Pick out every line of the records that contains the word "green", and copy each such line in full.

-- START OF Extracted data --

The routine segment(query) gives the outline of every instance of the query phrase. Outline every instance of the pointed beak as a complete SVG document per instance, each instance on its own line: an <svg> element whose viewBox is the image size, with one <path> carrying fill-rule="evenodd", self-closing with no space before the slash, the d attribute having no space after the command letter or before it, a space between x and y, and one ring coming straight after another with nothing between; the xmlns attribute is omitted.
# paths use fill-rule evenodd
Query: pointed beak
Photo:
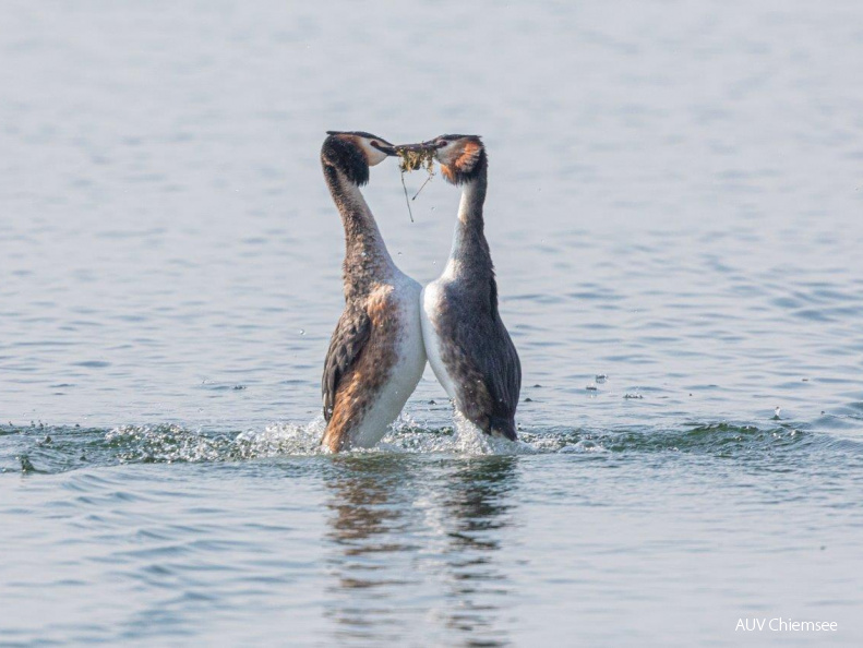
<svg viewBox="0 0 863 648"><path fill-rule="evenodd" d="M418 144L397 144L396 151L415 152L415 153L434 153L438 147L432 140L428 142L419 142Z"/></svg>
<svg viewBox="0 0 863 648"><path fill-rule="evenodd" d="M392 144L382 144L381 142L375 142L372 144L372 146L374 146L381 153L385 153L386 155L398 155L396 147Z"/></svg>

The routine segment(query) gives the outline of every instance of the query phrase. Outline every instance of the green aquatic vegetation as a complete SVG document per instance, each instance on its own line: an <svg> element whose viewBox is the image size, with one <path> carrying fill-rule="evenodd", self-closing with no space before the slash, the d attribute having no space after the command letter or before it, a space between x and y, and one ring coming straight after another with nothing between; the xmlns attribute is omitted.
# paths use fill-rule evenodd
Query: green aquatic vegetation
<svg viewBox="0 0 863 648"><path fill-rule="evenodd" d="M398 169L401 171L401 187L405 190L405 203L408 206L408 215L410 216L410 221L413 223L413 212L410 209L410 202L416 201L417 196L420 194L425 185L431 181L434 177L434 149L433 148L420 148L419 151L413 148L404 148L396 146L396 153L398 154L399 161L398 161ZM429 177L425 178L425 182L417 190L417 193L413 194L413 197L408 200L408 188L405 184L405 173L409 173L411 171L416 171L424 167L425 170L429 172Z"/></svg>

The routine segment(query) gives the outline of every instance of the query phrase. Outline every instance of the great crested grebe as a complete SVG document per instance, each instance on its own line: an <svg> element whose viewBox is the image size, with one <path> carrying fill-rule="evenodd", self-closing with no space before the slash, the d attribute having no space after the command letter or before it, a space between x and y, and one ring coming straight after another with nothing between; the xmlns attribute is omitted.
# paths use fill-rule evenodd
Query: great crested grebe
<svg viewBox="0 0 863 648"><path fill-rule="evenodd" d="M486 147L476 135L399 146L434 153L462 203L446 268L422 291L422 338L434 375L462 415L487 434L516 439L522 364L498 312L498 284L483 233Z"/></svg>
<svg viewBox="0 0 863 648"><path fill-rule="evenodd" d="M395 148L364 132L327 131L324 179L345 227L345 310L324 362L321 388L332 452L371 447L422 376L420 285L396 267L360 187Z"/></svg>

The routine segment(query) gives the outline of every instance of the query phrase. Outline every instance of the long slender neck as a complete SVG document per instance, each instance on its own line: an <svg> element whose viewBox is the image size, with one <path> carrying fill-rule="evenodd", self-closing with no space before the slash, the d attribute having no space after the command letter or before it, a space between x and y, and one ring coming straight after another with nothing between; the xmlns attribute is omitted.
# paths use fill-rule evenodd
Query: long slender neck
<svg viewBox="0 0 863 648"><path fill-rule="evenodd" d="M393 257L360 188L328 165L324 178L345 228L345 298L368 293L374 284L392 277Z"/></svg>
<svg viewBox="0 0 863 648"><path fill-rule="evenodd" d="M478 284L494 280L494 265L483 232L482 205L488 188L488 167L483 163L476 178L464 184L458 205L458 221L453 237L453 249L444 274Z"/></svg>

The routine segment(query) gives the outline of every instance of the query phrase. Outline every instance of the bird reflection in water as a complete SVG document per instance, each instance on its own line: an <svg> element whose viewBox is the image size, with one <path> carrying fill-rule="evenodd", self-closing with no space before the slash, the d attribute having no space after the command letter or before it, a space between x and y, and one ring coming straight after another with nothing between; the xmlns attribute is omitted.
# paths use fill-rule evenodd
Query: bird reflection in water
<svg viewBox="0 0 863 648"><path fill-rule="evenodd" d="M512 583L495 552L504 544L502 531L513 524L515 472L516 457L475 459L455 471L445 492L451 604L444 612L448 627L468 645L508 644L501 614Z"/></svg>
<svg viewBox="0 0 863 648"><path fill-rule="evenodd" d="M336 457L328 615L339 643L508 644L517 457Z"/></svg>

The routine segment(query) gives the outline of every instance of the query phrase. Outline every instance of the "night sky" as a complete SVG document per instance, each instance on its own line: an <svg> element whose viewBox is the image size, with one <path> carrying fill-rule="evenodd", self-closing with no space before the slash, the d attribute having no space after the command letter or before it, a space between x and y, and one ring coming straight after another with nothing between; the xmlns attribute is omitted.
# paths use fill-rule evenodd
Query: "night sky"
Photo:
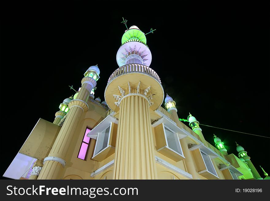
<svg viewBox="0 0 270 201"><path fill-rule="evenodd" d="M60 104L74 93L68 85L77 90L97 64L95 97L104 100L108 79L118 67L122 17L128 28L156 29L146 36L150 67L180 118L190 112L202 124L270 137L269 16L254 5L202 1L155 2L157 8L144 2L2 4L1 176L39 119L52 122ZM269 138L201 127L211 144L214 133L237 155L236 141L261 176L260 165L270 173Z"/></svg>

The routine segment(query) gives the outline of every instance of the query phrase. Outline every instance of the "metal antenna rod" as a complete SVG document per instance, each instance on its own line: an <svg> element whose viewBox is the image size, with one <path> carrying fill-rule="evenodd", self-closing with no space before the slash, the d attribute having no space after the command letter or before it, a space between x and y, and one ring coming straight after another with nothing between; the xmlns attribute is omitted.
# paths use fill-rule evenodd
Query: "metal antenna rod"
<svg viewBox="0 0 270 201"><path fill-rule="evenodd" d="M123 17L123 21L122 21L122 22L121 22L121 23L123 23L124 25L125 25L125 27L127 28L127 29L129 29L128 28L128 27L127 27L127 25L126 25L127 22L128 21L127 20L126 20L124 19L124 17Z"/></svg>
<svg viewBox="0 0 270 201"><path fill-rule="evenodd" d="M68 86L69 86L70 87L70 89L73 89L73 90L74 90L74 91L75 91L75 92L77 92L77 91L76 91L76 90L75 90L75 89L74 89L73 88L73 85L71 85L71 86L69 86L69 85Z"/></svg>
<svg viewBox="0 0 270 201"><path fill-rule="evenodd" d="M151 28L150 29L150 32L148 32L148 33L146 33L145 34L145 35L146 35L146 34L148 34L148 33L153 33L153 32L154 31L156 31L156 29L154 29L154 30L153 30L153 29Z"/></svg>

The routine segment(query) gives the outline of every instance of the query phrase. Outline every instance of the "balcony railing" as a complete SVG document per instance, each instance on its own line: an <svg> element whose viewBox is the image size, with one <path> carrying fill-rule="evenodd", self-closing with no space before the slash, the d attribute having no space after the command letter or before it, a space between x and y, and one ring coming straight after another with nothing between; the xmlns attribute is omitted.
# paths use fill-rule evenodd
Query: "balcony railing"
<svg viewBox="0 0 270 201"><path fill-rule="evenodd" d="M108 84L119 76L129 73L141 73L147 75L153 78L161 84L159 77L153 69L146 66L136 64L127 64L117 69L109 78Z"/></svg>

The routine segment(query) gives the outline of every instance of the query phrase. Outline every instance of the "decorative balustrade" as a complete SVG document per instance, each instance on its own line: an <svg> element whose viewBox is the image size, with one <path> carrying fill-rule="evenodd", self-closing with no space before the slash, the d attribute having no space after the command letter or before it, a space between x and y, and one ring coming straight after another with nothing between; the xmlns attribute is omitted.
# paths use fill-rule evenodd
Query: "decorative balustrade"
<svg viewBox="0 0 270 201"><path fill-rule="evenodd" d="M187 173L186 172L184 171L182 169L180 169L178 167L176 167L175 165L174 165L171 163L170 163L167 161L166 161L165 160L159 157L158 156L155 156L155 158L156 161L162 164L165 167L169 168L171 169L172 169L178 173L180 173L182 175L184 175L186 176L188 176L191 179L192 179L192 175L191 174L190 174L188 173Z"/></svg>
<svg viewBox="0 0 270 201"><path fill-rule="evenodd" d="M119 76L129 73L141 73L146 75L153 78L161 84L159 77L154 70L146 66L136 64L127 64L117 69L109 78L108 84Z"/></svg>

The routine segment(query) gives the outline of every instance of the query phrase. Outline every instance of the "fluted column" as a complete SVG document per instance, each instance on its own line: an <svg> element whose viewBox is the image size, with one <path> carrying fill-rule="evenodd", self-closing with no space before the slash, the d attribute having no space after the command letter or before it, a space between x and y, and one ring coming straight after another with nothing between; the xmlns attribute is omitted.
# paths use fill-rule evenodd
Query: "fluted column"
<svg viewBox="0 0 270 201"><path fill-rule="evenodd" d="M139 90L139 93L143 94ZM131 90L131 93L136 93L137 89ZM120 107L114 179L156 179L148 100L138 95L128 96Z"/></svg>
<svg viewBox="0 0 270 201"><path fill-rule="evenodd" d="M77 99L68 104L68 115L64 123L48 157L44 159L44 166L38 179L56 179L65 165L67 153L83 113L88 110L87 102L90 92L96 85L89 77L82 80L82 87Z"/></svg>
<svg viewBox="0 0 270 201"><path fill-rule="evenodd" d="M258 171L257 171L256 168L254 167L252 162L250 160L250 157L249 156L244 158L245 161L247 163L248 166L250 169L250 171L252 173L252 174L254 176L254 178L256 179L263 179L263 178L261 177L259 173L258 172Z"/></svg>
<svg viewBox="0 0 270 201"><path fill-rule="evenodd" d="M55 113L55 118L52 122L53 123L58 125L64 116L67 114L67 113L63 111L58 111Z"/></svg>
<svg viewBox="0 0 270 201"><path fill-rule="evenodd" d="M29 179L34 180L37 179L43 166L43 160L38 159L35 162L32 168L33 170L30 176L29 177Z"/></svg>

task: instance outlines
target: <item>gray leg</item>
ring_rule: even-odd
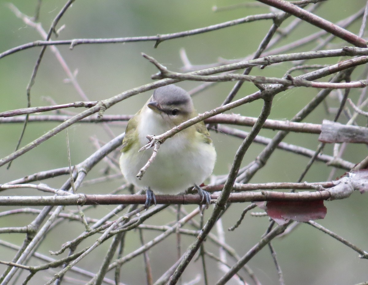
[[[194,184],[194,188],[197,190],[198,194],[199,194],[199,196],[202,198],[202,200],[201,200],[201,203],[204,200],[206,202],[206,209],[208,209],[208,206],[209,206],[210,203],[211,202],[211,195],[207,191],[205,191],[197,184]]]
[[[153,192],[148,187],[146,190],[146,202],[144,203],[147,209],[149,208],[152,202],[155,205],[156,205],[156,197]]]

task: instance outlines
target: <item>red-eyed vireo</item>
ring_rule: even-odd
[[[209,194],[198,185],[212,173],[216,152],[202,122],[167,139],[139,180],[137,174],[152,155],[152,148],[139,149],[149,142],[148,135],[158,135],[196,115],[193,101],[184,89],[173,84],[160,87],[129,120],[123,141],[120,167],[127,181],[146,190],[147,208],[156,193],[176,194],[194,186],[209,203]]]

-- END OF Extracted data --

:: The solution ::
The routine segment(query) gives the outline of every instance of the query phrase. Outline every instance of the green aquatic vegetation as a complete SVG document per instance, each instance on its own line: an <svg> element whose viewBox is the image size, with one <path> carrying fill-rule="evenodd", self-closing with no space before the slash, the d attribute having no space after the command letter or before it, a space between x and y, and one ring coming straight after another with nothing between; the xmlns attribute is omitted.
Query: green aquatic vegetation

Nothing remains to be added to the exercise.